Aber auch die Versorgungsstruktur müsse sich in den nächsten Jahren wandeln. Ziel sei eine hohe Versorgungsqualität – die werde allerdings nicht immer wohnortnah zu finden sein, räumt Beske ein. Zudem müsse der Grundsatz „ambulant vor stationär“ gelten. In der ärztlichen Versorgung plädiert Beske dafür, dass sich die Versicherten bei einem Hausarzt einschreiben müssen, bei dem alle medizinischen Daten zusammenfließen. Der unmittelbare Besuch eines anderen Arztes soll dagegen zehn Euro kosten. Wenn es doch das Krankenhaus sein muss, so werde dieses künftig ein großes sein, das viele Disziplinen unter einem Dach vereint. Kliniken mit weniger als 200 Betten sieht Beske schwinden – außer es handelt sich um Spezialeinrichtungen oder Krankenhäuser, die einem Verbundsystem angehören.

▶ AUFGABE: Setze den Textauszug über den Wandel der medizinischen Versorgungsstruktur nach seinem letzten Satz fort. Die Einträge werden hier nicht benötigt.

▶ BEREITGESTELLTE EINTRÄGE:
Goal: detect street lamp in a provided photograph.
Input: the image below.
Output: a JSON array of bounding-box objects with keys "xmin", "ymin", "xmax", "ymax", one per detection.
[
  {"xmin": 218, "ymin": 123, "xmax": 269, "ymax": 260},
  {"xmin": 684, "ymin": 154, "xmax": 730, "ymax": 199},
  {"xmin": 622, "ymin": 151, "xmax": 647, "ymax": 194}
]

▶ ERGEBNIS:
In der Arzneimittelversorgung erwartet Beske, dass Apotheken immer wichtiger werden. Dabei sieht er sie künftig auch in Verbundsystemen der medizinischen Versorgung. Dies würde die Beratung von Patienten durch Arzt und Apotheker erleichtern – eine Kooperation, die er für dringend nötig hält. Auch bei den Apotheken plädiert Beske für ein Einschreibesystem. Gerade für multimorbide Menschen mit komplexer Medikation sei die kontinuierliche Beratung durch eine Hausapotheke wichtig. Damit einhergehen müsse auch eine andere Honorierung der Apotheken. Statt packungsbezogen müsse eine solche intensive Betreuung patientenbezogen vergütet werden.
Buchtipps
Das Buch „Gesundheitsversorgung von morgen – Was kommt auf Versicherungen, was auf Ärzte und was auf Patienten zu“ ist in der Wissenschaftlichen Verlagsgesellschaft Stuttgart erschienen
(ISBN 978-3-8047-3234-6).
Zudem hat sich Fritz Beske dem Thema aus Sicht der Betroffenen angenommen. Sein Ratgeber zur Vorbereitung auf das Alter „Bewusst älter werden“ ist im Deutschen Apotheker Verlag erschienen
(ISBN 978-3-7692-6187-5).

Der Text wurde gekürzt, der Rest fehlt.